### The problem
Please copy out the bicycle business account, everything from "During the next" down to "the drug business.", and rename "soccer field" as "football field" wherever it occurs.

When I retired as a racer I became the trainer of the team representing Antioquia, the second largest of the thirty-two departments or states that comprise Colombia, and later the trainer and assistant coach of the Colombian national team. While I was working with the national team we competed in Europe and Latin America and won several medals. By that time I was already married—the first of my three marriages—and was the father of two beautiful children, a son, Nicholas, and a daughter, Laura. My wife and I had dated two years and we were married on Halloween night because she was pregnant with Nicholas. We couldn’t even afford a car at that time; we took the bus home from the small church in which we were married. Our dream was that someday we would be able to afford a home of our own.
I was a hard worker, and always honest in business. But also clever. To take advantage of the reputation I’d earned as a racer, in 1974 I took the money I’d saved and opened a shop in the beautiful mountaintop city of Manizales to build, sell, and repair bicycles. The El Ositto Corporation I named it—using two ts in the spelling because a popular Italian manufacturer used two ts in its name. The first thing I did was rent the outside of a large truck, I couldn’t afford to rent the truck itself, and put a large advertisement on it. To begin building my business, one day I borrowed the truck and drove it to Bogotá, the capital of Colombia, and parked it directly in front of the biggest bicycle factory in the country. I asked to speak to the manager. After introducing myself I pointed to the truck and told him, “That’s one of my trucks. I own the whole company.” We were expanding, I explained, and we needed a reliable spare parts supplier to build more bicycles. I wanted to talk to them about forming a relationship. Well, naturally he was interested in obtaining my business. Eventually he agreed that I could take a large load of parts with me on credit. “I wish I could,” I told him. “I can’t because the truck is already full.” Of course that wasn’t true. I hadn’t rented the inside of the truck so I was not permitted to use it. A few days later the manager delivered a truckload of parts to my store in Manizales, and I hired two additional workers and began building more bicycles. These were well-made bikes and because I was assembling them in Colombia I could sell them for substantially less than the bikes shipped from Europe.
But selling them still was difficult. Colombians loved the well-made Italian and Swiss bikes, and didn’t want to buy bikes made in our country. I had a hard time getting Ositto bikes into the popular stores. I literally begged the owner of a major store to place a few of my bikes, telling him, “I’m going to sell them to you for much less than the bikes you bring in from Europe.”
He refused, saying, “Nobody knows of Ositto bikes in Colombia.” But finally he agreed to take five bikes, warning me that if they didn’t sell within two weeks I should come and pick them up.
During the next week I sent five friends to the store to buy these bikes. The store owner placed a larger order and soon my bikes began selling to real customers. Eventually I was manufacturing seventeen different types of bicycles, including racing bikes, cross-country bikes, touring bikes, and even children’s bikes. In addition to the factory I opened five stores; I had more than a hundred people working for me. In 1975 I even worked with our government sports minister to convert a soccer field that was not being used into a modern bicycle racing complex, where kids could race for free. I was being very successful on my own, working sixteen hours a day at my business and coaching the team. I owned two apartments and was able to help my mother with her expenses. My future was very promising. And this happened long before Pablo and I got involved in the drug business.

Coordinate labeling data
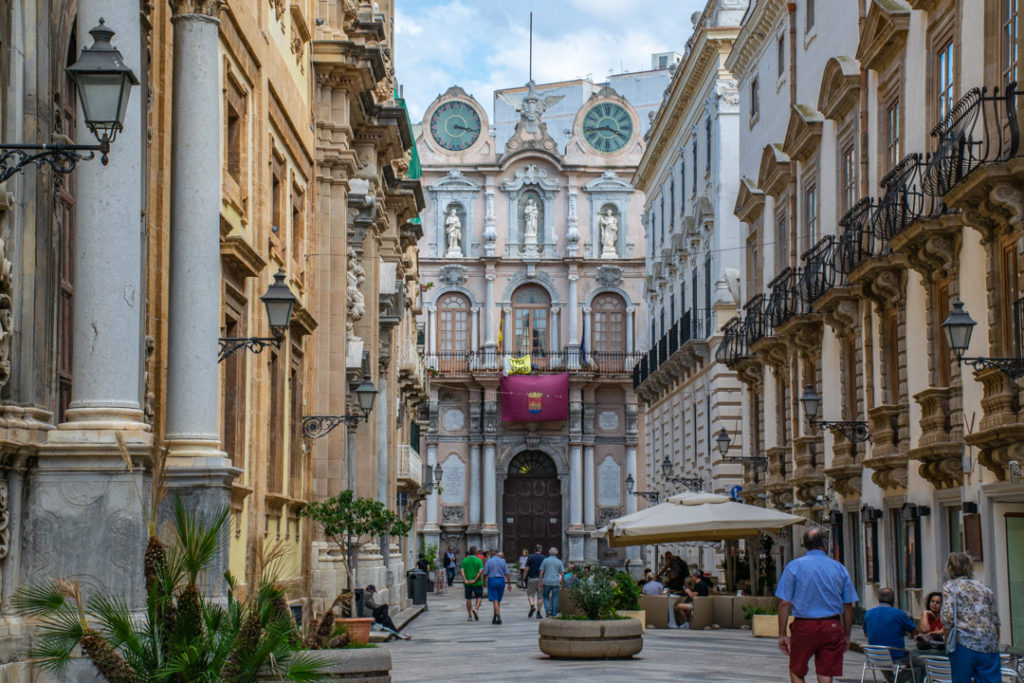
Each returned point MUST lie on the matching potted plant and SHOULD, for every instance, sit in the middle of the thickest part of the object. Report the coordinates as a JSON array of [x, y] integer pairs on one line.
[[349, 522], [600, 634]]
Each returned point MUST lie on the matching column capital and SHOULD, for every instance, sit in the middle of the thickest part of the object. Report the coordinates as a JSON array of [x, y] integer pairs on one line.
[[206, 7]]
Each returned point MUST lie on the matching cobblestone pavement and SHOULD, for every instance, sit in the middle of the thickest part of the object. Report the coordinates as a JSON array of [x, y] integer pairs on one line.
[[446, 647]]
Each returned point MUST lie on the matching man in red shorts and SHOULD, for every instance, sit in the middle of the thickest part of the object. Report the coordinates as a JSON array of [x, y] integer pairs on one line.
[[820, 595]]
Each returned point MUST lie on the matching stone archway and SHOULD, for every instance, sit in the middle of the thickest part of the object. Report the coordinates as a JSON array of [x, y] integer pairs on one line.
[[531, 505]]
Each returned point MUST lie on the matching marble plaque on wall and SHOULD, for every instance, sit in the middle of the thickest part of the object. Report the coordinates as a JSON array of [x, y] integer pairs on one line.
[[609, 482], [454, 419], [607, 421], [454, 480]]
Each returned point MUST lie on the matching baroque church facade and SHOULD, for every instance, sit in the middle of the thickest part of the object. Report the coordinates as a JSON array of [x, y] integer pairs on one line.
[[534, 246]]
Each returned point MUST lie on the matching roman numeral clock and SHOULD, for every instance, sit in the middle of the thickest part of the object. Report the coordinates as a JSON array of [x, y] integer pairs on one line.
[[607, 127]]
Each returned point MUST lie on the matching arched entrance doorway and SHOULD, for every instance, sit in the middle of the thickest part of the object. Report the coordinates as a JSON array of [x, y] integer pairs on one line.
[[531, 505]]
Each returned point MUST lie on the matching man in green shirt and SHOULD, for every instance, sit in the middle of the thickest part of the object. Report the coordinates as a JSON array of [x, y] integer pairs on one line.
[[472, 579]]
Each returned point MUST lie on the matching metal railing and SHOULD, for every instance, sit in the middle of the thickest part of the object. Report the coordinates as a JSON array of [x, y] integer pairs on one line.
[[819, 273], [979, 128], [856, 242]]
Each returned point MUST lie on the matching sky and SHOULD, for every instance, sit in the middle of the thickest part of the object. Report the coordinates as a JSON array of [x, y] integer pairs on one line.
[[483, 45]]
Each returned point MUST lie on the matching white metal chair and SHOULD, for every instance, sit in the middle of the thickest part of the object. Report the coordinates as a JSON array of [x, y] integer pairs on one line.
[[880, 658], [938, 670]]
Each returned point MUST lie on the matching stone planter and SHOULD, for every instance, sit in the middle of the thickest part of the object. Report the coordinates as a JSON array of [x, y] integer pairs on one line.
[[358, 628], [765, 626], [638, 614], [571, 639], [365, 666]]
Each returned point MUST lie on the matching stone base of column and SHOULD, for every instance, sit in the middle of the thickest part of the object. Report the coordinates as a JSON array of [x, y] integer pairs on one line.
[[574, 553]]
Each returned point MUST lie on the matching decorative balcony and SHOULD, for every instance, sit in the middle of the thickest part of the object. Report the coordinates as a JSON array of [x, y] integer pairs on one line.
[[938, 450], [889, 452], [819, 273], [857, 242], [981, 128], [410, 467]]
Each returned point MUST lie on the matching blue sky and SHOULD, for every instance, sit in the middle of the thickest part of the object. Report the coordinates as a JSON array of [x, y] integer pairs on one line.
[[483, 44]]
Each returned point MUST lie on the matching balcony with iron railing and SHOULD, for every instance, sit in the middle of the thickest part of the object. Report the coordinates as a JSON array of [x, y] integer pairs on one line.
[[981, 127], [410, 467]]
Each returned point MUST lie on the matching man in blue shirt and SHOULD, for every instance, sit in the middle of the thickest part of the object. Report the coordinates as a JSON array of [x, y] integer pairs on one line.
[[818, 592], [886, 626], [497, 572]]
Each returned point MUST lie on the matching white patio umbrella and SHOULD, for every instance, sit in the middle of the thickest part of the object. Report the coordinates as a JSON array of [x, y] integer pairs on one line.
[[695, 516]]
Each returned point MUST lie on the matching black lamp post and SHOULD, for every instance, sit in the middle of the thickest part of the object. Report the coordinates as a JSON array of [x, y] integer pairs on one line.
[[279, 302], [723, 441], [854, 430], [958, 327], [103, 84], [314, 426], [649, 496], [692, 483]]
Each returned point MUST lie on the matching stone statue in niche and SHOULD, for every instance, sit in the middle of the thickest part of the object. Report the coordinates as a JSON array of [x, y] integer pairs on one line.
[[530, 214], [453, 228], [609, 233]]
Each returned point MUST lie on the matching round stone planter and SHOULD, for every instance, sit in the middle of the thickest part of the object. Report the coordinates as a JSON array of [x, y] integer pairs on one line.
[[571, 639], [367, 666]]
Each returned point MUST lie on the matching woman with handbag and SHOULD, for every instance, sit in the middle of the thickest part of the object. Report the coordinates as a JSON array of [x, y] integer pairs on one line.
[[972, 624]]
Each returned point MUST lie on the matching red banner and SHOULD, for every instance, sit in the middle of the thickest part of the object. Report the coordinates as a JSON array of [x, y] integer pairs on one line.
[[535, 397]]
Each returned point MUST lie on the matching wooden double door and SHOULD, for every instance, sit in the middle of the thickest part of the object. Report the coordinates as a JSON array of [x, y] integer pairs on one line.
[[531, 506]]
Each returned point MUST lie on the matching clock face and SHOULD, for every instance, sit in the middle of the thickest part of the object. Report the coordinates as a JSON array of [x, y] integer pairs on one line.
[[455, 125], [607, 127]]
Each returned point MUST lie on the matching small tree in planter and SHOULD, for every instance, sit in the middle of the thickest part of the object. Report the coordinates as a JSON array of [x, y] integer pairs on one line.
[[347, 520]]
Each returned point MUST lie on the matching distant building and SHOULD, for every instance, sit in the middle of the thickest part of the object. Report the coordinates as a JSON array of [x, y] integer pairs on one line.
[[532, 246]]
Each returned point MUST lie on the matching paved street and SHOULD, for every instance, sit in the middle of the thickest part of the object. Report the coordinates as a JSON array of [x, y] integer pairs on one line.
[[444, 646]]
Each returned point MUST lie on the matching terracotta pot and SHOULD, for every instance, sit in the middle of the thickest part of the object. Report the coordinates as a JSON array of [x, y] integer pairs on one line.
[[358, 628], [571, 639]]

### Written response
During the next week I sent five friends to the store to buy these bikes. The store owner placed a larger order and soon my bikes began selling to real customers. Eventually I was manufacturing seventeen different types of bicycles, including racing bikes, cross-country bikes, touring bikes, and even children’s bikes. In addition to the factory I opened five stores; I had more than a hundred people working for me. In 1975 I even worked with our government sports minister to convert a football field that was not being used into a modern bicycle racing complex, where kids could race for free. I was being very successful on my own, working sixteen hours a day at my business and coaching the team. I owned two apartments and was able to help my mother with her expenses. My future was very promising. And this happened long before Pablo and I got involved in the drug business.